*** Study text Section Begins ***
Contributed talk: Whose fault is it? Liability profiles in Surgical Systems

December 01, 2022, 4:00 PM - 4:15 PM

Location:

Online and Paris, France

Maria-Camilla Fiazza, University of Verona

Robotic surgery has become the standard of care in a growing number of procedures. Surgical robots on the market are currently very sophisticated tools, operated under the nearly complete control of a surgeon, with whom they can interact in a number of ways. Although some autonomous capabilities are already within technical reach, they are in fact not yet deployed. The limiting factors are regulatory and legal uncertainty, and the lack of precise computational correlates for the notions of responsibility and liability.

Whereas the regulatory intent behind requirements of trustworthiness, correctness, and fairness are clear, systematically unpacking the meaning of basic terms is needed before one can move from principle to practice in cyberphysical human systems. This work presents a perspective on the concepts necessary to navigate dependencies between decisions jointly made by man and machine, as they cooperate via a range of interaction modalities known as the levels of autonomy. We examine the conceptual landscape (e.g., supervision, joint control, ..) under the lens of liability and in relationship to the requirements outlined in the European Union’s proposed regulation for AI systems, the 2021 AI Act [1].

The surgical domain has unique challenges, which can illuminate the terms of the general debate on human-machine collaboration. The notion of safety as the avoidance of harm cannot be directly applied, because surgery is in fact about causing controlled (local) harm in pursuit of a system-level benefit. Safety emerges as tightly tied to decisional correctness. Regulations that require human supervision and mandate that humans may intervene at any place in the decisional process improve the chances of catching machine errors—wherever humans still have the upper hand. Paradoxically, they also enormously widen the error surface where system-level errors could originate.

Grounded in examples from the surgical field, we explore ways in which humans can bias machines through their sensory limitations and incomplete knowledge, endeavoring to distinguish the errors we must strive to avoid through careful and ethical design from the errors we must learn to accept.
*** Study text Section Ends ***
*** Given records Section Begins ***
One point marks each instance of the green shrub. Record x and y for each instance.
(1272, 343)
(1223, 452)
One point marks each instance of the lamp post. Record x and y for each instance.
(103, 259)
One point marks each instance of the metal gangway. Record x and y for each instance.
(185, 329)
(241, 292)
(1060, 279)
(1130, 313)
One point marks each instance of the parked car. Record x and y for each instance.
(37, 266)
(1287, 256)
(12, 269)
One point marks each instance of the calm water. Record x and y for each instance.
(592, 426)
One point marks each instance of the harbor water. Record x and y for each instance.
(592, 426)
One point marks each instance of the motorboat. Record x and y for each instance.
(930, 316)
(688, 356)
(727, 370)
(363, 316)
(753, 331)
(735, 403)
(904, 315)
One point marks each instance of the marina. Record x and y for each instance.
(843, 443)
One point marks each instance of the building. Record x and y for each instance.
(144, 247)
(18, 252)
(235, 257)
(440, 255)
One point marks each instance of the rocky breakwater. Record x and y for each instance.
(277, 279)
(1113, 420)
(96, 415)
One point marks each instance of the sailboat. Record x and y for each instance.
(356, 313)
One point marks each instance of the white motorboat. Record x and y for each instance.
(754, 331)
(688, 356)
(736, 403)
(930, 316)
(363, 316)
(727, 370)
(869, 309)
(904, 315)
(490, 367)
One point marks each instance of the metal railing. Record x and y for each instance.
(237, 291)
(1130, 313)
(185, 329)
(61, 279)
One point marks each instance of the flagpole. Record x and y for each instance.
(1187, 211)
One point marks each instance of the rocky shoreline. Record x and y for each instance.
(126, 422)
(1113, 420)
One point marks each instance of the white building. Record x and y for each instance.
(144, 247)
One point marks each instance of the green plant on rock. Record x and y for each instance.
*** Given records Section Ends ***
### Required actions
a) Reproduce the stretch of the surgical liability abstract from "Contributed talk: Whose" through "responsibility and liability.".
b) Using the surgical liability abstract, answer these questions:
(i) With which university is the speaker affiliated?
(ii) Which proposed European Union regulation for AI systems does the work refer to?
(iii) According to the abstract, why can't the notion of safety as the avoidance of harm be directly applied to surgery?
Nothing in the listing is needed here.

### Answers given
a)
Contributed talk: Whose fault is it? Liability profiles in Surgical Systems

December 01, 2022, 4:00 PM - 4:15 PM

Location:

Online and Paris, France

Maria-Camilla Fiazza, University of Verona

Robotic surgery has become the standard of care in a growing number of procedures. Surgical robots on the market are currently very sophisticated tools, operated under the nearly complete control of a surgeon, with whom they can interact in a number of ways. Although some autonomous capabilities are already within technical reach, they are in fact not yet deployed. The limiting factors are regulatory and legal uncertainty, and the lack of precise computational correlates for the notions of responsibility and liability.

b)
(i) The University of Verona.
(ii) The 2021 AI Act.
(iii) Surgery is about causing controlled (local) harm in pursuit of a system-level benefit.